• Information shown:

----

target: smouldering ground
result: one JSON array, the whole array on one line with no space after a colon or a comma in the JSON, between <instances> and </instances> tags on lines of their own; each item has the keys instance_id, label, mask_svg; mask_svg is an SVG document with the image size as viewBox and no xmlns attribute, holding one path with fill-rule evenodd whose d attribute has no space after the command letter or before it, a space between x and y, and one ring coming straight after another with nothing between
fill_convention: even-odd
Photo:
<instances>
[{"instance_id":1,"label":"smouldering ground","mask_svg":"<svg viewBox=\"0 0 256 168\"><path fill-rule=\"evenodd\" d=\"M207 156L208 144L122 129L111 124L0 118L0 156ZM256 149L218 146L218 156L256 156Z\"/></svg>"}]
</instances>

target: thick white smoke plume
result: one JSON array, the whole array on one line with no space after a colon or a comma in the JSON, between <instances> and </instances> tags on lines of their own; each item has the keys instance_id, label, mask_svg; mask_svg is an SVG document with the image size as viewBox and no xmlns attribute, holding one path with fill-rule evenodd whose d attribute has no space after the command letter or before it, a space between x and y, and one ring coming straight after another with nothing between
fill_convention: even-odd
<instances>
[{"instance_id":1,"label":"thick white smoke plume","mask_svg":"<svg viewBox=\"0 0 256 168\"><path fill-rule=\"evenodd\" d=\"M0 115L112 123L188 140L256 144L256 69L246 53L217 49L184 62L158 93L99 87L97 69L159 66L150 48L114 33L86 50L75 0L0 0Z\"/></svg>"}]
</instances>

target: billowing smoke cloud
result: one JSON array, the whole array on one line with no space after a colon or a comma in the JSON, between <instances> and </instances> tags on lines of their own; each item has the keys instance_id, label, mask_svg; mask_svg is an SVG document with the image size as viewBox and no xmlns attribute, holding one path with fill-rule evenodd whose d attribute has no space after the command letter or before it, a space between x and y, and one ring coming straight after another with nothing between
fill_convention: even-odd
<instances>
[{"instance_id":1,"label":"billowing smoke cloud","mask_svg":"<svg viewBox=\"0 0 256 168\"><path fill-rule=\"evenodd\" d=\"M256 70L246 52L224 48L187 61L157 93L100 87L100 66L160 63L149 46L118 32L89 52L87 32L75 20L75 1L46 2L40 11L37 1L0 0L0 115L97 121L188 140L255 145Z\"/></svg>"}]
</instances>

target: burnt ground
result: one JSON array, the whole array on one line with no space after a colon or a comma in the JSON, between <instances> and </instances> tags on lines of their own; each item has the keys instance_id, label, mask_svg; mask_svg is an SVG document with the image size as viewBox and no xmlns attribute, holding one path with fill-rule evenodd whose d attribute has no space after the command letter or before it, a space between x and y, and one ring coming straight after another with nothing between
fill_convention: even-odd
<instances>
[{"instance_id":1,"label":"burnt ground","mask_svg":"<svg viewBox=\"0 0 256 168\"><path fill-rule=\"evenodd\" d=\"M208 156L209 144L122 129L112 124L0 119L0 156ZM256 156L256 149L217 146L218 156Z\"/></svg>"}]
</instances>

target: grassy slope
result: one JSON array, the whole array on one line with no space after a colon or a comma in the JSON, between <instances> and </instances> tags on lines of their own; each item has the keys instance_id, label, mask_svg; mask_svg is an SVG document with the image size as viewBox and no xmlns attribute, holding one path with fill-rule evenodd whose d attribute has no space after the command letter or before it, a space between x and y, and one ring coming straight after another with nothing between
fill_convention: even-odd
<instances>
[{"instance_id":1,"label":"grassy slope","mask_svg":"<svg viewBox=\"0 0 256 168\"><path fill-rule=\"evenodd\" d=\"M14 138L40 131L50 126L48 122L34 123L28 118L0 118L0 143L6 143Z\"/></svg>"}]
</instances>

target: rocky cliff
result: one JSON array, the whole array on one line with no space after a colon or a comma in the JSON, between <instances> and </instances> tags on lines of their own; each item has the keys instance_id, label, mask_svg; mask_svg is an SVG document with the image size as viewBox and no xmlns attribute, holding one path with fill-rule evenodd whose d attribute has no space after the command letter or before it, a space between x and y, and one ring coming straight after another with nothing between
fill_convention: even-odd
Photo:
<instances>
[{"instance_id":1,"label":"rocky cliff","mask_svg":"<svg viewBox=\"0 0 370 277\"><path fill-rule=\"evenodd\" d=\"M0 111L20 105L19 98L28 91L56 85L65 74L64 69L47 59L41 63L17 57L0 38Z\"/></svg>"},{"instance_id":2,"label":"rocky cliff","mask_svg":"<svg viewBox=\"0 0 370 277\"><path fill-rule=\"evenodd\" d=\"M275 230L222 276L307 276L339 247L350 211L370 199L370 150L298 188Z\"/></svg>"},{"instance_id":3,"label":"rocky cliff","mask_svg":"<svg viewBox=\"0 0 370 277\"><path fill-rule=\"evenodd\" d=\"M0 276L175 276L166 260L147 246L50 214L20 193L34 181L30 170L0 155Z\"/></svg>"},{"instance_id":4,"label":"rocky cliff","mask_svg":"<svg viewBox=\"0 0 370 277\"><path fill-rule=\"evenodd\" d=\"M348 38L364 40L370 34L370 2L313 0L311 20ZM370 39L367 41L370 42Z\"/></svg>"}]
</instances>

----

• What you have to do:
All of the entries should be written out again exactly.

• Solution:
target: smouldering ground
result: one JSON array, the whole array on one line with no space after a colon or a comma in the JSON, between <instances> and </instances> tags on lines of their own; each item has the keys instance_id, label, mask_svg; mask_svg is an SVG document with the image size as viewBox and no xmlns attribute, holding one path with fill-rule evenodd whose d attribute has no space after the command letter or before it, a space between x and y, and one ring coming straight after another with nothing between
fill_convention: even-odd
Photo:
<instances>
[{"instance_id":1,"label":"smouldering ground","mask_svg":"<svg viewBox=\"0 0 256 168\"><path fill-rule=\"evenodd\" d=\"M207 156L208 144L122 129L111 124L0 118L0 156ZM256 149L218 146L218 156L256 156Z\"/></svg>"}]
</instances>

target: thick white smoke plume
result: one JSON array, the whole array on one line with no space after a colon or a comma in the JSON, between <instances> and </instances> tags on lines of their own; each item has the keys instance_id, label, mask_svg; mask_svg is an SVG document with the image size as viewBox and no xmlns attribute, holding one path with fill-rule evenodd whose d attribute has no space after the command letter or before it, a space between x and y, and one ring coming straight after another with nothing between
fill_convention: even-odd
<instances>
[{"instance_id":1,"label":"thick white smoke plume","mask_svg":"<svg viewBox=\"0 0 256 168\"><path fill-rule=\"evenodd\" d=\"M0 115L112 123L188 140L256 144L256 69L246 53L217 49L184 62L158 93L99 87L97 69L159 66L150 48L114 33L86 50L75 0L0 0Z\"/></svg>"}]
</instances>

target: billowing smoke cloud
result: one JSON array, the whole array on one line with no space after a colon or a comma in the JSON, between <instances> and </instances> tags on lines of their own; each item has the keys instance_id, label, mask_svg; mask_svg is an SVG document with the image size as viewBox and no xmlns attribute, holding one path with fill-rule evenodd whose d attribute has no space after the command letter or before it, a space between x and y, and one ring coming straight after another with nothing between
fill_convention: even-odd
<instances>
[{"instance_id":1,"label":"billowing smoke cloud","mask_svg":"<svg viewBox=\"0 0 256 168\"><path fill-rule=\"evenodd\" d=\"M256 70L246 52L224 48L187 61L157 93L100 87L100 66L160 63L149 46L118 32L89 52L87 32L75 20L75 1L46 2L40 11L37 1L0 0L0 115L97 121L188 140L255 145Z\"/></svg>"}]
</instances>

target: burnt ground
result: one JSON array, the whole array on one line with no space after a colon or a comma in the JSON, between <instances> and </instances> tags on lines of their own; each item has the keys instance_id, label, mask_svg; mask_svg is an SVG document with the image size as viewBox and no xmlns attribute, holding one path with fill-rule evenodd whose d attribute has no space after the command letter or before it, a space between x and y, and one ring coming straight after another with nothing between
fill_convention: even-odd
<instances>
[{"instance_id":1,"label":"burnt ground","mask_svg":"<svg viewBox=\"0 0 256 168\"><path fill-rule=\"evenodd\" d=\"M208 156L209 144L122 129L112 124L0 119L0 156ZM256 156L256 149L217 146L218 156Z\"/></svg>"}]
</instances>

target: grassy slope
result: one JSON array, the whole array on one line with no space after a colon or a comma in the JSON, between <instances> and </instances> tags on lines of their own; each item has the keys instance_id, label, mask_svg; mask_svg is an SVG document with the image size as viewBox and no xmlns attribute, holding one path with fill-rule evenodd whose d attribute has no space after the command letter or before it, a space between x and y, and one ring coming straight after another with nothing between
fill_convention: even-odd
<instances>
[{"instance_id":1,"label":"grassy slope","mask_svg":"<svg viewBox=\"0 0 256 168\"><path fill-rule=\"evenodd\" d=\"M14 138L40 131L50 126L48 122L34 123L28 118L0 118L0 143L6 143Z\"/></svg>"}]
</instances>

target: rocky cliff
result: one JSON array, the whole array on one line with no space after a colon or a comma in the JSON, between <instances> and </instances> tags on lines of their own; each item has the keys instance_id, label, mask_svg; mask_svg is an SVG document with the image size as viewBox and no xmlns attribute, holding one path with fill-rule evenodd whose d attribute has no space after the command letter or before it, a space between x and y, and one ring coming straight after another with nothing between
fill_convention: even-odd
Photo:
<instances>
[{"instance_id":1,"label":"rocky cliff","mask_svg":"<svg viewBox=\"0 0 370 277\"><path fill-rule=\"evenodd\" d=\"M0 111L20 105L19 98L28 91L56 85L65 74L64 69L47 59L41 63L17 57L0 38Z\"/></svg>"},{"instance_id":2,"label":"rocky cliff","mask_svg":"<svg viewBox=\"0 0 370 277\"><path fill-rule=\"evenodd\" d=\"M275 230L222 276L307 276L339 247L350 211L370 199L370 150L298 188Z\"/></svg>"},{"instance_id":3,"label":"rocky cliff","mask_svg":"<svg viewBox=\"0 0 370 277\"><path fill-rule=\"evenodd\" d=\"M0 276L175 276L166 260L147 246L50 214L20 193L34 181L30 170L0 155Z\"/></svg>"},{"instance_id":4,"label":"rocky cliff","mask_svg":"<svg viewBox=\"0 0 370 277\"><path fill-rule=\"evenodd\" d=\"M348 38L364 40L370 34L370 2L313 0L311 20ZM370 39L367 41L370 42Z\"/></svg>"}]
</instances>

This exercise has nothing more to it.